## ENTRIES SHOWN
■ ■ ■ ■

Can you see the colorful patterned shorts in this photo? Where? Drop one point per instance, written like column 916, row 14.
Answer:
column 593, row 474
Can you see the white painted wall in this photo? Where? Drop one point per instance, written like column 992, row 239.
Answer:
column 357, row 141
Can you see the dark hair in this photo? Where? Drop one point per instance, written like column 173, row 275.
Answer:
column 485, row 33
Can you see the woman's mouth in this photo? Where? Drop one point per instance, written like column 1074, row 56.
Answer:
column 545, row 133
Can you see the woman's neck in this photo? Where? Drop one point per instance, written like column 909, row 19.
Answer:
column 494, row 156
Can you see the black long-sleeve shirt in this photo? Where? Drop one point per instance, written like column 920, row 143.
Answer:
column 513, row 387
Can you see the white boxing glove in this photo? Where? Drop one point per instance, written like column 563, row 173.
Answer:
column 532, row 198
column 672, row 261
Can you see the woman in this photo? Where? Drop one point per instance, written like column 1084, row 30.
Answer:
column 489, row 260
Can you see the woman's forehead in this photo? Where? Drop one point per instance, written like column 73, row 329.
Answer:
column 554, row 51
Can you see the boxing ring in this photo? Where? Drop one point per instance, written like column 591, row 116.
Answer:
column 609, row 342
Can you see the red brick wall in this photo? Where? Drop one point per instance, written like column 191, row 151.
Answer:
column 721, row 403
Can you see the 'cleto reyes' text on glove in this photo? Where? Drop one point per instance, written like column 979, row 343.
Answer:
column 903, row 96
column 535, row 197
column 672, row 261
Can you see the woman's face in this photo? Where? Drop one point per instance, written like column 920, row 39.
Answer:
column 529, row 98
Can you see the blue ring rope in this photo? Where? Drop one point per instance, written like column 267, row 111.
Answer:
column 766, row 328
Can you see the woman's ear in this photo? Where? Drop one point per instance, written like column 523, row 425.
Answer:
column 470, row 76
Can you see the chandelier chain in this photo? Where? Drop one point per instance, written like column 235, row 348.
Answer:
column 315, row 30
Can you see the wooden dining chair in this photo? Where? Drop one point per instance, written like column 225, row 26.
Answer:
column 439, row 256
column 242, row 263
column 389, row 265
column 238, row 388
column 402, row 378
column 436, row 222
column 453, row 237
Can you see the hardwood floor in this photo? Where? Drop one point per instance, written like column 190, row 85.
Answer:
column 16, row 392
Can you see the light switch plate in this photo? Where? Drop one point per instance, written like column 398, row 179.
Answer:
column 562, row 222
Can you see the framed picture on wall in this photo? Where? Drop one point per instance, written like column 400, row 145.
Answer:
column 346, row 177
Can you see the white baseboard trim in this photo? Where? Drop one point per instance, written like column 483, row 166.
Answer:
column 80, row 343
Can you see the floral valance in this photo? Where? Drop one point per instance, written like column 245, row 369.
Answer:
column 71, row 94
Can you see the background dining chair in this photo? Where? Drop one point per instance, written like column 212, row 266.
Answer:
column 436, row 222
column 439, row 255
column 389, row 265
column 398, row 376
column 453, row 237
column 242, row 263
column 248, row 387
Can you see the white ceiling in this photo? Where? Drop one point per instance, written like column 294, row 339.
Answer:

■ ■ ■ ■

Reproduce the rows word for word, starting at the very first line and ending with the line that contains "column 357, row 141". Include both of those lines.

Can you see the colorful patterned shorts in this photo? Where? Drop one point per instance, written like column 916, row 14.
Answer:
column 593, row 474
Can you see the white painted wall in this photo? Where? Drop one point per instance, written like column 992, row 239.
Answer:
column 357, row 141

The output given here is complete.